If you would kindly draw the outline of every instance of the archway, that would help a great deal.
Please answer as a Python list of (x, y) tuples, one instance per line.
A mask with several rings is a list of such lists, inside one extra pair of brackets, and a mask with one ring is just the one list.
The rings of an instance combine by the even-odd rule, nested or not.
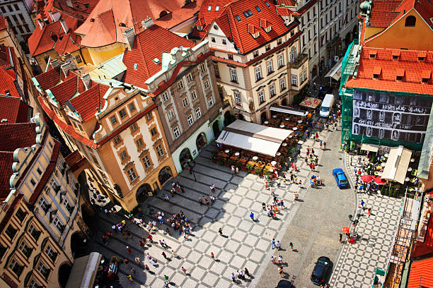
[(85, 235), (81, 232), (76, 232), (71, 235), (71, 251), (74, 258), (86, 255), (87, 242)]
[(260, 114), (260, 120), (262, 121), (262, 124), (263, 124), (263, 122), (267, 120), (267, 115), (266, 114), (266, 111), (265, 111)]
[(59, 284), (62, 288), (66, 287), (72, 268), (69, 264), (62, 264), (59, 268)]
[(180, 162), (180, 166), (182, 166), (182, 169), (184, 169), (187, 164), (192, 160), (192, 156), (191, 156), (191, 152), (188, 148), (185, 148), (180, 152), (179, 155), (179, 162)]
[(201, 150), (203, 147), (207, 144), (207, 140), (206, 139), (206, 134), (203, 132), (200, 133), (195, 140), (195, 145), (197, 145), (197, 150)]
[(214, 131), (214, 136), (215, 137), (215, 139), (216, 139), (218, 136), (219, 136), (219, 132), (220, 132), (219, 121), (218, 120), (214, 121), (214, 124), (212, 124), (212, 131)]
[(159, 184), (162, 187), (164, 184), (173, 177), (173, 173), (171, 173), (171, 169), (168, 166), (166, 166), (159, 171), (158, 174), (158, 180), (159, 180)]
[(147, 196), (149, 196), (149, 192), (152, 192), (152, 188), (147, 183), (139, 186), (139, 188), (137, 189), (137, 193), (135, 193), (137, 202), (139, 204), (143, 202)]

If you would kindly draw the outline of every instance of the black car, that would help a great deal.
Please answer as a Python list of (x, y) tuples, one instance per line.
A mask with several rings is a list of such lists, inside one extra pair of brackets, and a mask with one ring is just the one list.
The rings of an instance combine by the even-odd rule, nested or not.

▶ _GIVEN REQUEST_
Give the lines above again with "outline" swapped for "border" and everything else unchanged. Leave out the pictures.

▶ _TASK RESULT_
If you would kindly draw the border of every instance of the archway, that would help a great deal.
Please answer as a Python list of (x, y) tuples, one instance per line.
A mask with several rings is a list of such lists, inside one extra pair of brackets, and a mask with one ring is just the one list.
The rings of an instance combine by the even-odd rule, nested or not.
[(85, 235), (81, 232), (76, 232), (71, 235), (71, 251), (74, 258), (86, 255), (87, 242)]
[(260, 114), (260, 120), (262, 121), (262, 124), (263, 124), (263, 122), (267, 120), (267, 115), (266, 114), (266, 111), (265, 111)]
[(59, 284), (62, 288), (66, 287), (72, 268), (69, 264), (62, 264), (59, 268)]
[(180, 162), (180, 166), (182, 166), (182, 169), (184, 169), (187, 164), (192, 160), (192, 156), (191, 156), (191, 152), (188, 148), (185, 148), (180, 152), (179, 155), (179, 162)]
[(201, 150), (203, 147), (207, 144), (207, 140), (206, 139), (206, 134), (203, 132), (200, 133), (195, 140), (195, 145), (197, 145), (197, 150)]
[(214, 131), (214, 136), (215, 137), (215, 139), (216, 139), (218, 136), (219, 136), (219, 132), (220, 132), (219, 121), (218, 120), (214, 121), (214, 124), (212, 124), (212, 131)]
[(159, 184), (162, 187), (164, 184), (173, 177), (173, 173), (171, 173), (171, 169), (168, 166), (166, 166), (159, 171), (158, 174), (158, 180), (159, 180)]
[(147, 196), (149, 196), (149, 192), (152, 192), (152, 188), (147, 183), (139, 186), (139, 188), (137, 189), (137, 193), (135, 193), (137, 202), (139, 204), (143, 202)]

If you would kindly draw the border of every instance of the black car, that would help a great deal.
Please answer as a Python list of (x, y) tuples, one instance per line.
A mask with several rings is a list of such lists, inside one extra pair of brackets, and a mask with one ring is just the one list.
The rings of an instance combine by the even-odd rule, nested or not.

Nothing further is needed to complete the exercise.